> **TESTO ESTRATTO**
Caro diario,
ovunque si va sembra di entrare in fortezze pronte a sostenere attacchi con lanciagranate.
Bisogna fare percorsi obbligati come si dovessero evitare campi minati per giungere a
piccole commesse, piazzate dietro paratie fatte di ogni cosa.
Sorge però una domanda a cosa servono tutte queste garritte?
Se il virus è volatile ma tutto sommato pesante, non sarebbe meglio, a rigor di logica ridurre le superfici dove codesto virus si potrebbe depositare? Lasciare quindi che caschi a terra e poi pulire il pavimento?
Cosa serve la torretta quando tutti siamo mascherati come tanti personaggi da fumetti, non sarebbe più logico un sobrio arredamento zen con pochissime superfici ipoteticamente ( ripeto ipoteticamente) contagiabili ma quindi facilmente pulibili?
Pensiamo alle farmacie attuali: un incrocio tra un supermercato e una postazione militare.
Se il pericolo è il cosiddetto " sputacchio" o contatto, perché tutti quei prodotti in vista e al tatto e poi le torrette?
Ricordiamo le farmacie di una volta dove il farmacista era un operatore farmacopeico, ovvero faceva lui gli intrugli? I medicinali non erano a portata di tatto ma chiusi in grandi armadi a vetrinetta.
Insomma regnava una sobrietà zen.
Ora regna l'esposizione, l'affare, e sorge un dubbio: non è che anche queste protezioni non siano un altro affare, contro ogni logica?
Ripeto:
Non sarebbero meglio poche superfici facilmente pulibili con prodotti efficaci e non tossici? E questo non per il Covid in sé ma come principio di igiene e sanità generale.
Cosa ne pensa la mia amica biologa?
Straf.
Caro diario,
sentito che domande ci fa l’amico filosofo?
Ci fa le domande che dovrebbero “sorgere spontanee” se qualcuno avesse ancora la capacità di essere curioso. Ma di curiosi restano solo i filosofi, specialisti non nel trovare risposte ma nell’arte di saper fare le domande.

> **Record di origine**
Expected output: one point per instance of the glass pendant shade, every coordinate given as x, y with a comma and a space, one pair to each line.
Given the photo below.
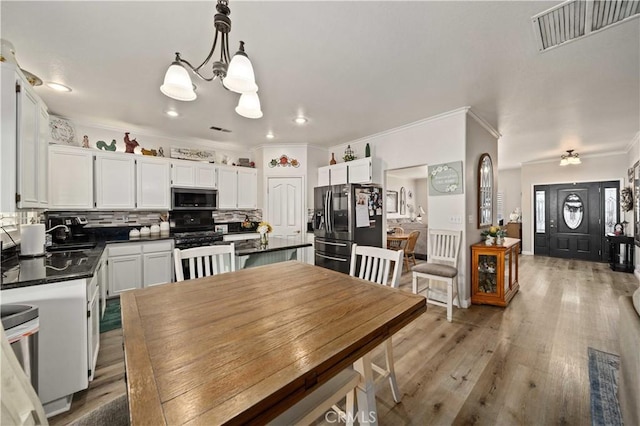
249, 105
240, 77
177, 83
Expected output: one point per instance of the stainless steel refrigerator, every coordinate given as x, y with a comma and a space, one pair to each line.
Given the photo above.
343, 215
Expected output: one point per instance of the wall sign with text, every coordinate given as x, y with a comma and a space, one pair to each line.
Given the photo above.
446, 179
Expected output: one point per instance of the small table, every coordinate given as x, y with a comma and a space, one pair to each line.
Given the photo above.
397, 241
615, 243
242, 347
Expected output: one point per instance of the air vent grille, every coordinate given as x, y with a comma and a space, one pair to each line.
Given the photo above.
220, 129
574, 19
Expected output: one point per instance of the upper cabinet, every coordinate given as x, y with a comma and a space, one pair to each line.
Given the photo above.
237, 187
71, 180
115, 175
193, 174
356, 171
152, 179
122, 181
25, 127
--
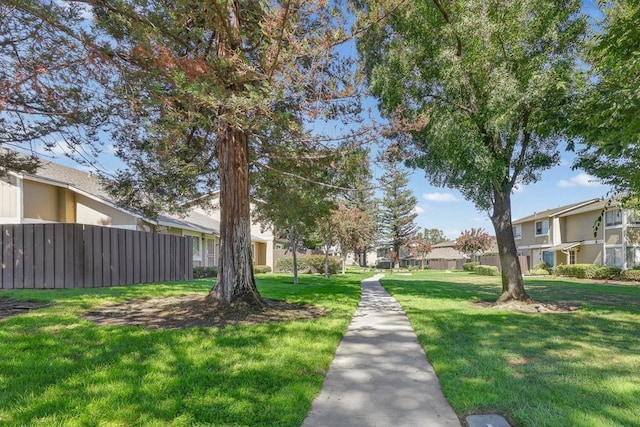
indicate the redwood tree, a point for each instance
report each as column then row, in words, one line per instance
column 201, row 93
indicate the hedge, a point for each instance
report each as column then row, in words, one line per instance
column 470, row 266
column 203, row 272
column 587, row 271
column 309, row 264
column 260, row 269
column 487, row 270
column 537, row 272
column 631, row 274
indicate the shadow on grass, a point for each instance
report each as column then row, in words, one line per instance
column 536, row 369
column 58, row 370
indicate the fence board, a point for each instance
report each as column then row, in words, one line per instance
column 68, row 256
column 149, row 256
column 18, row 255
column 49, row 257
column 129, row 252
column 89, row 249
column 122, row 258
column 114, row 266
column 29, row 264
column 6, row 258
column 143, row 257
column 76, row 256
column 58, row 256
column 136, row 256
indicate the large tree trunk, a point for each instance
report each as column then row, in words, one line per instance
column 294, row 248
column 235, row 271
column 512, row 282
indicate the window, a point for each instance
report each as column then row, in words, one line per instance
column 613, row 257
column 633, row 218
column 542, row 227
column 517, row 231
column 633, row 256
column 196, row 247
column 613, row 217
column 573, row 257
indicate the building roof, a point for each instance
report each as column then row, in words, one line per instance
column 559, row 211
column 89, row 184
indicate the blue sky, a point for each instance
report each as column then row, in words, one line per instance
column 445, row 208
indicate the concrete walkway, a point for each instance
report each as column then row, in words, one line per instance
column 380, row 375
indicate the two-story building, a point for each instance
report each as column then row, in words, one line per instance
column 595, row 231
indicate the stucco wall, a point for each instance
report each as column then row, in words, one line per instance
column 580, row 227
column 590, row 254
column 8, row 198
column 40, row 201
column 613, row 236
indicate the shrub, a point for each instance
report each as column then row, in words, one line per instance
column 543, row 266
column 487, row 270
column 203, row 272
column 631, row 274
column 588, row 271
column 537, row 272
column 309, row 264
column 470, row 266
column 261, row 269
* * *
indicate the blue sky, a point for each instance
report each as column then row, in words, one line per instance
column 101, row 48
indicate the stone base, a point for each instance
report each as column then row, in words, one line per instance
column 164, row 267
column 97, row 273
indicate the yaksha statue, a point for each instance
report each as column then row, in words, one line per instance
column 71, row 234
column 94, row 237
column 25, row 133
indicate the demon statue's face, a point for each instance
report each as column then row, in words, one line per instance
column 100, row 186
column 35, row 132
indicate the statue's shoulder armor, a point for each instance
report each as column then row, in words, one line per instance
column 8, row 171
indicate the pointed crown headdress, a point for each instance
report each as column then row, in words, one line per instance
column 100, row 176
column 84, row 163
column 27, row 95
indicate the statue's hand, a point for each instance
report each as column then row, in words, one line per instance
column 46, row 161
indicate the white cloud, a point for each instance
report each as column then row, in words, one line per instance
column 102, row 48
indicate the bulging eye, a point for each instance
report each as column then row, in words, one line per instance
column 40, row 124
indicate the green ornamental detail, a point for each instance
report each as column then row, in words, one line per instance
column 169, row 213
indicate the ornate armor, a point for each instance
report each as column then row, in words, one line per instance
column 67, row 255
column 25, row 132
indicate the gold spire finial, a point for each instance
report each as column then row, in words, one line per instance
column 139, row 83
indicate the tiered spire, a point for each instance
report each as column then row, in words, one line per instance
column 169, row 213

> **ESERCIZI DA SVOLGERE**
(a) Restituisca fedelmente il passo del testo estratto che si apre con le parole contenenti "Cosa serve la" e si chiude con "contro ogni logica?".
(b) Secondo il testo estratto, dove erano custoditi i medicinali nelle farmacie di una volta?

> **SOLUZIONI PROPOSTE**
(a)
Cosa serve la torretta quando tutti siamo mascherati come tanti personaggi da fumetti, non sarebbe più logico un sobrio arredamento zen con pochissime superfici ipoteticamente ( ripeto ipoteticamente) contagiabili ma quindi facilmente pulibili?
Pensiamo alle farmacie attuali: un incrocio tra un supermercato e una postazione militare.
Se il pericolo è il cosiddetto " sputacchio" o contatto, perché tutti quei prodotti in vista e al tatto e poi le torrette?
Ricordiamo le farmacie di una volta dove il farmacista era un operatore farmacopeico, ovvero faceva lui gli intrugli? I medicinali non erano a portata di tatto ma chiusi in grandi armadi a vetrinetta.
Insomma regnava una sobrietà zen.
Ora regna l'esposizione, l'affare, e sorge un dubbio: non è che anche queste protezioni non siano un altro affare, contro ogni logica?

(b) In grandi armadi a vetrinetta.